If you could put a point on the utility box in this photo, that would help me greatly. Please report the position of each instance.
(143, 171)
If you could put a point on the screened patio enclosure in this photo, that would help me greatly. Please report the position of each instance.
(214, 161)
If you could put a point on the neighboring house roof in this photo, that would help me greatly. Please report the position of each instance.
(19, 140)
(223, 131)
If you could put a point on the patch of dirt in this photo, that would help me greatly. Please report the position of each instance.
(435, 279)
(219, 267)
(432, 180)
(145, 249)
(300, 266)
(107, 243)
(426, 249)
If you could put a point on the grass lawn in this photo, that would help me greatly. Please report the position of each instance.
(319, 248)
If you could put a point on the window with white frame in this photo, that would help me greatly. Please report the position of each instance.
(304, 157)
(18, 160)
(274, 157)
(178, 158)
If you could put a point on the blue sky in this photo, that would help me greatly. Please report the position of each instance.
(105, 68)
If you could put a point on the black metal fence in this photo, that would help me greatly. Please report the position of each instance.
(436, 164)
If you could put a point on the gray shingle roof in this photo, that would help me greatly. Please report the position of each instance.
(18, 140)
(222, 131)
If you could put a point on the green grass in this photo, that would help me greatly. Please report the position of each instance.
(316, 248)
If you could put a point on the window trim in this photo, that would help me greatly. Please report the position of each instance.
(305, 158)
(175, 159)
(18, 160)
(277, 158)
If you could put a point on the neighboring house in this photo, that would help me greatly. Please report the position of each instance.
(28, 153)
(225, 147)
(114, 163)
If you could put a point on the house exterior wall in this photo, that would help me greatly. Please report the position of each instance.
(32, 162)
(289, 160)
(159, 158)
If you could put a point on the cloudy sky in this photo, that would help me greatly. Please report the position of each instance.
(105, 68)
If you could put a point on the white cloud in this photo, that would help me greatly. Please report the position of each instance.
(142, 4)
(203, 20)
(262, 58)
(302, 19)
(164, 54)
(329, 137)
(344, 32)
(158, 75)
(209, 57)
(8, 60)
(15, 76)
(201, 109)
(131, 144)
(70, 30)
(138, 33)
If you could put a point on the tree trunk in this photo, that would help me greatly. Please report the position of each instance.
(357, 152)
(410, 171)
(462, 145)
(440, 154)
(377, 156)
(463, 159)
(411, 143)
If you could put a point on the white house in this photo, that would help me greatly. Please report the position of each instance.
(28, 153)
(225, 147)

..........

Task prompt: All entries are to be retyped with no difference from the original.

Response to this exercise:
If you could put a point on the utility box in this photo, that would help me greatly. Please report the position of each instance.
(143, 171)
If you could put a point on the screened patio enclosure in this photo, that would help me greatly. Please report the position of each instance.
(214, 161)
If you could put a point on the neighboring house roof in this photo, that would help me greatly. Please report the position of each instance.
(19, 140)
(223, 131)
If you could put a point on the patch of dirt in this photo, that would help me greatly. Please report the position of each instance.
(435, 279)
(219, 267)
(432, 180)
(145, 249)
(300, 266)
(107, 243)
(426, 249)
If you could put a point on the grass lawn in this photo, that would help me greatly. Please report the position of each instance.
(319, 248)
If you could put a point on the window with white frame in this photo, that would help me greatly. Please report the position of each instance.
(304, 157)
(18, 160)
(274, 157)
(178, 158)
If you could put a point on the blue sky in this photo, that would help me greatly. Please report the position of each instance.
(105, 68)
If you could put a point on the black metal fence in this photo, that would help me greatly. Please report the position of each instance.
(436, 164)
If you could put a point on the gray shingle roof in this photo, that would help me greatly. Please report the position of each instance.
(18, 140)
(222, 131)
If you could put a point on the green grass in this photo, that would help me greatly. Please report the position of each instance.
(316, 248)
If you could put a point on the window trim in this photo, that would help me greatly. Please report the position of each instance.
(305, 158)
(175, 159)
(18, 160)
(277, 158)
If you could put a point on the neighboring house in this photo, that would help me greatly. Please report the position of each instance.
(28, 153)
(225, 147)
(114, 163)
If you could put a point on the house exterior wall in this photo, that would help me greatly. Please report the position of each instance.
(32, 162)
(289, 160)
(159, 158)
If you could put a point on the cloudy sky in this photo, that would help me greatly. Please report the position of each instance.
(105, 68)
If you could put a point on the white cloud in this photo, that would help me greatly. Please report the position of each instance.
(142, 4)
(203, 20)
(262, 58)
(302, 19)
(164, 54)
(329, 137)
(344, 32)
(158, 75)
(209, 57)
(8, 60)
(15, 76)
(201, 109)
(131, 144)
(70, 30)
(138, 33)
If you could put a point on the tree trunk in this photo, that would help me greatly. Please report the position of each instance.
(357, 152)
(410, 171)
(462, 145)
(440, 154)
(377, 156)
(463, 159)
(411, 143)
If you could put a point on the white house in this photo, that would help me greatly. Please report the position of each instance.
(28, 153)
(225, 147)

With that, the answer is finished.